* PROBLEM REQUIREMENTS
Extract all of the data and reproduce it precisely.

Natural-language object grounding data
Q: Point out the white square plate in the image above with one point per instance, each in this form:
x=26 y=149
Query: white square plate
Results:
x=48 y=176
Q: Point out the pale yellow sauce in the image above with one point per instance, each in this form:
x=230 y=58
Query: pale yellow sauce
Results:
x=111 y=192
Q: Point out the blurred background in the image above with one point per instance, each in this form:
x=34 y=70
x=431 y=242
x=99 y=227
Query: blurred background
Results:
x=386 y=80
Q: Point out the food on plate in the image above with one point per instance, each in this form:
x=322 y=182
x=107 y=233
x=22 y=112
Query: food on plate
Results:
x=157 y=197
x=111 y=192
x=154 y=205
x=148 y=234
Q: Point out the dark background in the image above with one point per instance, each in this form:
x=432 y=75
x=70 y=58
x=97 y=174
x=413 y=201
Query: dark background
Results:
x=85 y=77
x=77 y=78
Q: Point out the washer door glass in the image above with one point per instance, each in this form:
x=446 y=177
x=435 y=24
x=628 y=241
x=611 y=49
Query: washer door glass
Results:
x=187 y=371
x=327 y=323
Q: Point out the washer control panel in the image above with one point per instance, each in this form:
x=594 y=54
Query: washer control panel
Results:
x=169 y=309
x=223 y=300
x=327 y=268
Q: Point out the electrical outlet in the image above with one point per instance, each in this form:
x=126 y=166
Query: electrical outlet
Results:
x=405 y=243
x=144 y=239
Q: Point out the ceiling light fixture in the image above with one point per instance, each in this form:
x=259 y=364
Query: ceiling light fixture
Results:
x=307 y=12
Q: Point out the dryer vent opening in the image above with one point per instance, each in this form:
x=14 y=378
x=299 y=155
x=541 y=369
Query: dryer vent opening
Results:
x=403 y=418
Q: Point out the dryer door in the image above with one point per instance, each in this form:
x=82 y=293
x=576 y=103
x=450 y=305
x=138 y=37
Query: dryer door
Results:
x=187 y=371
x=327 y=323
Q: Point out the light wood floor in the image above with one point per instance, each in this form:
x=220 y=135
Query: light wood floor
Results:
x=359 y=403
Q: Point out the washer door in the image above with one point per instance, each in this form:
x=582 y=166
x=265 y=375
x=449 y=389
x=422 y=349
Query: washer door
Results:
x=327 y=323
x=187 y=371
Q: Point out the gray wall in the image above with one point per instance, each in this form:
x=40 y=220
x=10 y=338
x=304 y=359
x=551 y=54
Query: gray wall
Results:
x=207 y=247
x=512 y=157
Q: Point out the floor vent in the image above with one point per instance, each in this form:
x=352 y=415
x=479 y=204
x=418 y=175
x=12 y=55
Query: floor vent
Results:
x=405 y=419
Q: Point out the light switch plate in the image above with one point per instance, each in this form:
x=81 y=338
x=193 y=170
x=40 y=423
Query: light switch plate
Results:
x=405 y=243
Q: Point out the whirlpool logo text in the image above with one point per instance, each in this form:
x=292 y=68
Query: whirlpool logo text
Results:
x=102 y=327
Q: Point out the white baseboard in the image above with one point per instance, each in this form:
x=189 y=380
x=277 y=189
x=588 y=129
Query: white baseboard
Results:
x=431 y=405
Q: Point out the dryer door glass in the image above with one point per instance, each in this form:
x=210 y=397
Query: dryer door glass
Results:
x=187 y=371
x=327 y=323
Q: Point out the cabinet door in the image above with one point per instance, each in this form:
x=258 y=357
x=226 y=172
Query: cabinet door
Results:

* RESULT
Q: Point out the white square plate in the image above with one point per instance, each in this form:
x=26 y=149
Query: white square plate
Results:
x=48 y=176
Q: Point out the pale yellow sauce in the image above with one point per instance, each in this form:
x=230 y=58
Query: pale yellow sauce
Results:
x=111 y=192
Q: Point out the blurred background in the image above with one point per instance, each in this form:
x=34 y=70
x=431 y=242
x=99 y=227
Query: blurred background
Results:
x=386 y=80
Q: Point out the food on plate in the image above with one point per instance, each in this form:
x=322 y=182
x=107 y=233
x=22 y=112
Query: food on plate
Results:
x=157 y=197
x=111 y=192
x=154 y=205
x=148 y=234
Q: Point out the dark background in the image above with one point per instance, each in this form:
x=432 y=75
x=70 y=58
x=97 y=174
x=413 y=201
Query: dark background
Results:
x=85 y=77
x=77 y=78
Q: Point out the washer door glass in the image above with one point per instance, each in this form:
x=446 y=177
x=435 y=24
x=628 y=241
x=611 y=49
Query: washer door glass
Results:
x=187 y=371
x=327 y=323
Q: Point out the washer control panel in the image above with one point per instance, each in this form:
x=594 y=54
Query: washer control panel
Results:
x=169 y=309
x=223 y=300
x=327 y=268
Q: Point out the electrical outlet in the image above with one point per instance, each in this form:
x=126 y=166
Query: electrical outlet
Results:
x=405 y=243
x=144 y=239
Q: Point out the ceiling light fixture in the image above with one point per instance, each in this form:
x=259 y=364
Query: ceiling light fixture
Results:
x=307 y=12
Q: Point out the dryer vent opening in the image above with one point per instance, each in this form:
x=14 y=378
x=299 y=155
x=541 y=369
Query: dryer vent opening
Results:
x=403 y=418
Q: Point out the dryer door in the image above with one point per instance, each in this form:
x=82 y=293
x=576 y=103
x=450 y=305
x=138 y=37
Query: dryer door
Results:
x=187 y=371
x=327 y=323
Q: Point out the light wood floor in the image above with one point per instance, each in this form:
x=220 y=135
Query: light wood floor
Results:
x=359 y=403
Q: Point out the washer door in the image above with one point per instance, each in this form:
x=582 y=166
x=265 y=375
x=449 y=389
x=422 y=349
Query: washer door
Results:
x=327 y=323
x=187 y=371
Q: Point out the gray wall in the image above with one point per instance, each in this form:
x=40 y=220
x=10 y=338
x=304 y=359
x=551 y=54
Query: gray wall
Results:
x=207 y=247
x=512 y=157
Q: Point out the floor vent in the image above with one point per instance, each in this form:
x=352 y=415
x=479 y=204
x=418 y=175
x=12 y=55
Query: floor vent
Results:
x=405 y=419
Q: Point out the light switch plate in the image above with one point per instance, each in this form:
x=81 y=338
x=193 y=170
x=40 y=423
Query: light switch plate
Results:
x=405 y=243
Q: Point out the whirlpool logo text in the image above with one point per instance, each in this form:
x=292 y=68
Query: whirlpool logo text
Results:
x=102 y=327
Q: Point out the white baseboard in the image above with one point per instance, each in this form:
x=189 y=380
x=277 y=189
x=588 y=129
Query: white baseboard
Results:
x=431 y=405
Q: Point out the dryer door glass in the image above with one point per instance, each in this form:
x=210 y=397
Query: dryer door glass
Results:
x=187 y=371
x=327 y=323
Q: Point out the cabinet door in the image above with one point per instance, each in this form:
x=258 y=357
x=226 y=172
Query: cabinet door
Results:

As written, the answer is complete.